[Start of Attachment]

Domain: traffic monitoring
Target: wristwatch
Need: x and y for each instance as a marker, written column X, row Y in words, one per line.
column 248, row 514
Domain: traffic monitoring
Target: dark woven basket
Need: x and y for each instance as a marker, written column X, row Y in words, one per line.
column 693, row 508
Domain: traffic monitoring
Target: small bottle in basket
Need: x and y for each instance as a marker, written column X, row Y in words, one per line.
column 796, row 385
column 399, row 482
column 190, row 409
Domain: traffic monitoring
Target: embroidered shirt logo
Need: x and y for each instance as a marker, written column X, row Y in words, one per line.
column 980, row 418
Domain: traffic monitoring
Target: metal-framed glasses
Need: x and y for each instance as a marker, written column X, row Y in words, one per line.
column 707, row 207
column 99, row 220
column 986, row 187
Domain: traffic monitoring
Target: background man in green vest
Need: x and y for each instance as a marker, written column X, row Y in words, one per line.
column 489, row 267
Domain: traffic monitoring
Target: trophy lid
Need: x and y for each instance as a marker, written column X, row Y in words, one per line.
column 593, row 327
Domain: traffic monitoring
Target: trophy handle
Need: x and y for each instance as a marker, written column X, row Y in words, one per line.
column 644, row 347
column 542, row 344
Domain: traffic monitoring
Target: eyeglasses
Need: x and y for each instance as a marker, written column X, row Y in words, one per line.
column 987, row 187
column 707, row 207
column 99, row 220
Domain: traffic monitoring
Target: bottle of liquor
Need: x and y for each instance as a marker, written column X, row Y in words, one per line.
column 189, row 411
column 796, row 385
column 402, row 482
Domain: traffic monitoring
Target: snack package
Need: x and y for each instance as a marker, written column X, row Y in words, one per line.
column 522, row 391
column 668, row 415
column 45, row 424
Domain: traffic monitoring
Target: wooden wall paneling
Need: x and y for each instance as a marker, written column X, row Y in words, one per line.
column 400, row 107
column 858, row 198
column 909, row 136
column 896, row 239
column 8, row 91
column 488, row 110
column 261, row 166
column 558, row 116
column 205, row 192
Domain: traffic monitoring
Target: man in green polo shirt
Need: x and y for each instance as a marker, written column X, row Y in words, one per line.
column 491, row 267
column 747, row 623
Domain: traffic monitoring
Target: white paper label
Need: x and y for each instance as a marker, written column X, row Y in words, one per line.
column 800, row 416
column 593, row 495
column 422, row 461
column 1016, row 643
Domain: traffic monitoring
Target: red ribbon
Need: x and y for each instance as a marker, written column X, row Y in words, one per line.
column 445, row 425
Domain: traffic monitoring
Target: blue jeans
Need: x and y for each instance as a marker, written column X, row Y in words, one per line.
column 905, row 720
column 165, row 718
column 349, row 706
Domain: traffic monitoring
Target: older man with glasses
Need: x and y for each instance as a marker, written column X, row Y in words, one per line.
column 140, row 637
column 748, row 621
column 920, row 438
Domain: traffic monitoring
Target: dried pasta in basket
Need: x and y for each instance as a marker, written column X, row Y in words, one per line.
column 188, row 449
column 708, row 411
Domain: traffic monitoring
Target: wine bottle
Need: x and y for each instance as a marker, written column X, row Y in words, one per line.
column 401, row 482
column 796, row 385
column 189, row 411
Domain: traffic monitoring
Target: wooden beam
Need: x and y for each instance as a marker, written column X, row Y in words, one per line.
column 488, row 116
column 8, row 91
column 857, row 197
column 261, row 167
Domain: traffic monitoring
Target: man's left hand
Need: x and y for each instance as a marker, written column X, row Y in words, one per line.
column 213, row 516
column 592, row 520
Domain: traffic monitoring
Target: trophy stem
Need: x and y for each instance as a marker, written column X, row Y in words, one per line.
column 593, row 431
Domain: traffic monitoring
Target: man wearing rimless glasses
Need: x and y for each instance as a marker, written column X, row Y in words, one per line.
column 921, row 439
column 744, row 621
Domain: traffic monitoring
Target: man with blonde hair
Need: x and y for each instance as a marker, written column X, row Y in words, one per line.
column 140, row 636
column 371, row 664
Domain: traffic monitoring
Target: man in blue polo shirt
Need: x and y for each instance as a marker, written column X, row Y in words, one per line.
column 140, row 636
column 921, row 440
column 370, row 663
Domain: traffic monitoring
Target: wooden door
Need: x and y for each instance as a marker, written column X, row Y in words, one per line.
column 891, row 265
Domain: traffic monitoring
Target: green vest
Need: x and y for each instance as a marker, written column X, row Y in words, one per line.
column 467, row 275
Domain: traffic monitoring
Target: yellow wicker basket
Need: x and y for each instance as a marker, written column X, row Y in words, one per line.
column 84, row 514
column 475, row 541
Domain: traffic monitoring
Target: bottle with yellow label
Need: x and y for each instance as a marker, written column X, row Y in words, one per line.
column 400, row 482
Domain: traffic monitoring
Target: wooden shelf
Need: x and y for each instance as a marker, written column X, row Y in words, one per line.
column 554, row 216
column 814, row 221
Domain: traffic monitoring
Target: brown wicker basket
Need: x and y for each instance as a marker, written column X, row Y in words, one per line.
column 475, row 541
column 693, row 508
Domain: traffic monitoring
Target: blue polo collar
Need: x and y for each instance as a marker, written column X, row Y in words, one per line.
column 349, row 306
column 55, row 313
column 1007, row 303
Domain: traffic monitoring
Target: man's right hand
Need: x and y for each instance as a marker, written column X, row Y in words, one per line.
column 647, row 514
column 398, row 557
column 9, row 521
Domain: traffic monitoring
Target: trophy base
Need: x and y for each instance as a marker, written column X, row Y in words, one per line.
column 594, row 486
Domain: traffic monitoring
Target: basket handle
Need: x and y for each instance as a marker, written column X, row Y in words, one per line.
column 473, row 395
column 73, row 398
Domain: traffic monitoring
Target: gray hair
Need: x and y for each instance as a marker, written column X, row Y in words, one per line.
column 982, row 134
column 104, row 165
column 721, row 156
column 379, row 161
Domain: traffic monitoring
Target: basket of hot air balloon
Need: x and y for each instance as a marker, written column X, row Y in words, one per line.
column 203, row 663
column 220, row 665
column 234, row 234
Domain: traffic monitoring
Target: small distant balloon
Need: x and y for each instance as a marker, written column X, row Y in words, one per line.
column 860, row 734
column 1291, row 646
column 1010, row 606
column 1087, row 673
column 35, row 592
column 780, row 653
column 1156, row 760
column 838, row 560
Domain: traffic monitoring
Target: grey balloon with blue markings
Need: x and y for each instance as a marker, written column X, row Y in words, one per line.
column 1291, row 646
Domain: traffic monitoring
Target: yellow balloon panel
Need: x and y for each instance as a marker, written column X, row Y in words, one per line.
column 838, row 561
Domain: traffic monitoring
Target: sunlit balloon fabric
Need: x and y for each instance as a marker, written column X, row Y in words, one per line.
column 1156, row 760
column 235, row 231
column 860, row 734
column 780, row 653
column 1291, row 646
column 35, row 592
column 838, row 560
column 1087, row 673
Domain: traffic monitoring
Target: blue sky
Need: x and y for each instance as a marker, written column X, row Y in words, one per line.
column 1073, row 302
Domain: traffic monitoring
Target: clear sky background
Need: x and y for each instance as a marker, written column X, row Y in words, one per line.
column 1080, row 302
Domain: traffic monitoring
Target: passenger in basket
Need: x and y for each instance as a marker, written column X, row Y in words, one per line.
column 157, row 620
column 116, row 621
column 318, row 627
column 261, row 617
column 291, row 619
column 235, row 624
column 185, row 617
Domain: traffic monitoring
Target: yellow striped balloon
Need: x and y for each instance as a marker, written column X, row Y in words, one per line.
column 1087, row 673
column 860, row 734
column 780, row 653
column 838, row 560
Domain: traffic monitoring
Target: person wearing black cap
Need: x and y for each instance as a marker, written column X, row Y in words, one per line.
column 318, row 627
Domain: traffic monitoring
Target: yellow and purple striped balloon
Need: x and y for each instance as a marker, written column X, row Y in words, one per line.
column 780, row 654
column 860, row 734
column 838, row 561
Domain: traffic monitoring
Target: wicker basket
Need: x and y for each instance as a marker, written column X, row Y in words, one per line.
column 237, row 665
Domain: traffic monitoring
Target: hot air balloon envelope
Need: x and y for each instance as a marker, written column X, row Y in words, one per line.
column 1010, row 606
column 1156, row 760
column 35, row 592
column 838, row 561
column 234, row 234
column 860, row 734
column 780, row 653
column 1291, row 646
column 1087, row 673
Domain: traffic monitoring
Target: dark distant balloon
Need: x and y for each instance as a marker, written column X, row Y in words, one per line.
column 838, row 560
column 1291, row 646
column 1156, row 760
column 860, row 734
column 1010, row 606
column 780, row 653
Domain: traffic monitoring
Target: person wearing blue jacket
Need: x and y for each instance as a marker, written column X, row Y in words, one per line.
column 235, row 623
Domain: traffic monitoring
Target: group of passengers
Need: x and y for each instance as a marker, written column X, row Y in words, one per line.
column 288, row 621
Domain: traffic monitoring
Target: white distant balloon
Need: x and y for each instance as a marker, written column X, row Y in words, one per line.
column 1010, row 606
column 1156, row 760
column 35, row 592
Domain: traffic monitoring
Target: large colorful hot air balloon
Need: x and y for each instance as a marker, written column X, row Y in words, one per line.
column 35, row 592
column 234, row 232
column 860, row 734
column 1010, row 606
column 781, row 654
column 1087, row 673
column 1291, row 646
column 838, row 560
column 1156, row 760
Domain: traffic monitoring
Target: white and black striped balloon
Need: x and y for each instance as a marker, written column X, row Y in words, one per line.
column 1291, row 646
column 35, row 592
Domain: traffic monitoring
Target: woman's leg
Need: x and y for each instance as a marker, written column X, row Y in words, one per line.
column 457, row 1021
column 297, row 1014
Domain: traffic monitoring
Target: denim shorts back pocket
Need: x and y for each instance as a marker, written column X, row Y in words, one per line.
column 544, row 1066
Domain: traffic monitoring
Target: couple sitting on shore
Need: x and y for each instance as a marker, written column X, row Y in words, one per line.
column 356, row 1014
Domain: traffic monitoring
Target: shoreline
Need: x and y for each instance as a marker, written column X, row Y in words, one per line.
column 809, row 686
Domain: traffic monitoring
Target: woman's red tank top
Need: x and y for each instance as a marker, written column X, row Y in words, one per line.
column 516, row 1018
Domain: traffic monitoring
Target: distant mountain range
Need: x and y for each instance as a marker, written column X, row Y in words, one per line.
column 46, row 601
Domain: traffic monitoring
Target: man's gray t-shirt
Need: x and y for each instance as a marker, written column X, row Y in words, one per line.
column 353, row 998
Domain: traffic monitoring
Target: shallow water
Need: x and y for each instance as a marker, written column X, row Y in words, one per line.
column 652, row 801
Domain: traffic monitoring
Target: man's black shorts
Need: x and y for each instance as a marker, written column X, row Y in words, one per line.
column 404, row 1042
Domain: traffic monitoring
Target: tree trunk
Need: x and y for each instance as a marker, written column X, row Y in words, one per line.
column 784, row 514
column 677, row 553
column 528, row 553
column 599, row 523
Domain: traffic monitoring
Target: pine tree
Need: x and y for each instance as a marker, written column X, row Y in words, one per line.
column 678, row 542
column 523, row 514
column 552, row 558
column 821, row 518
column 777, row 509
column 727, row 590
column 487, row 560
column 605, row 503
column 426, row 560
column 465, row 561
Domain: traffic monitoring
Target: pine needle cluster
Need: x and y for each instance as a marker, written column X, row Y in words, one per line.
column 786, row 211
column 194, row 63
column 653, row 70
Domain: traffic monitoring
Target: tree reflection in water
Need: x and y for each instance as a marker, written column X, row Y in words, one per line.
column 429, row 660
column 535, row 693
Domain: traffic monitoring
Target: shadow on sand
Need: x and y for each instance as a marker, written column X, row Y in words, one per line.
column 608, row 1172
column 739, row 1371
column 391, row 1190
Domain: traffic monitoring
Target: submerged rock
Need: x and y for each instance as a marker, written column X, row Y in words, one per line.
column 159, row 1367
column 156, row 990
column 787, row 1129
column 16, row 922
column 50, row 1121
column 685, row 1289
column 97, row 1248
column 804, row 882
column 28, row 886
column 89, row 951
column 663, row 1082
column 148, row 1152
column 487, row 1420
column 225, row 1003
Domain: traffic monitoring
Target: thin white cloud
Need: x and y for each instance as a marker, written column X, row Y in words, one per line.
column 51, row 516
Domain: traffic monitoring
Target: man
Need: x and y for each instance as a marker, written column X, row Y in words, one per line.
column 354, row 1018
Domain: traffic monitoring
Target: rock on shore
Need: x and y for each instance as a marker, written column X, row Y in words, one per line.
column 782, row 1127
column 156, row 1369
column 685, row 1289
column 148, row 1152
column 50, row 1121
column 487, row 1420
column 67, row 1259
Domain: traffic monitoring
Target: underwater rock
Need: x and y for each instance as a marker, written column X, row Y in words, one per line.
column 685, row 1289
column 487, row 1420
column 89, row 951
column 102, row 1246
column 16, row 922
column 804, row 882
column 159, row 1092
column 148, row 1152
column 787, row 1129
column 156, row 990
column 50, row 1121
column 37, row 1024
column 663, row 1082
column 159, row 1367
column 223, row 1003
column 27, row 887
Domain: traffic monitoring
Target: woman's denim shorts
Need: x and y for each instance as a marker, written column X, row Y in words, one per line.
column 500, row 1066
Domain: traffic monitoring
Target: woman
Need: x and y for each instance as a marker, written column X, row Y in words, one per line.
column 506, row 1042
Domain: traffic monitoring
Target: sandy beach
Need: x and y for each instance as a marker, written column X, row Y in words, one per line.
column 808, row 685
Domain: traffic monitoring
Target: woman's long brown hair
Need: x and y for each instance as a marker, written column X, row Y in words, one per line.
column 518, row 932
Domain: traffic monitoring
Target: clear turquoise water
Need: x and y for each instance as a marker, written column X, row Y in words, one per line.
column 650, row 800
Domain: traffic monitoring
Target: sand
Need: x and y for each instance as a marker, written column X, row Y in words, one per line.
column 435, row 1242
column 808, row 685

[End of Attachment]

Give the number of lines in the listing above that contain "trophy", and nothing else.

4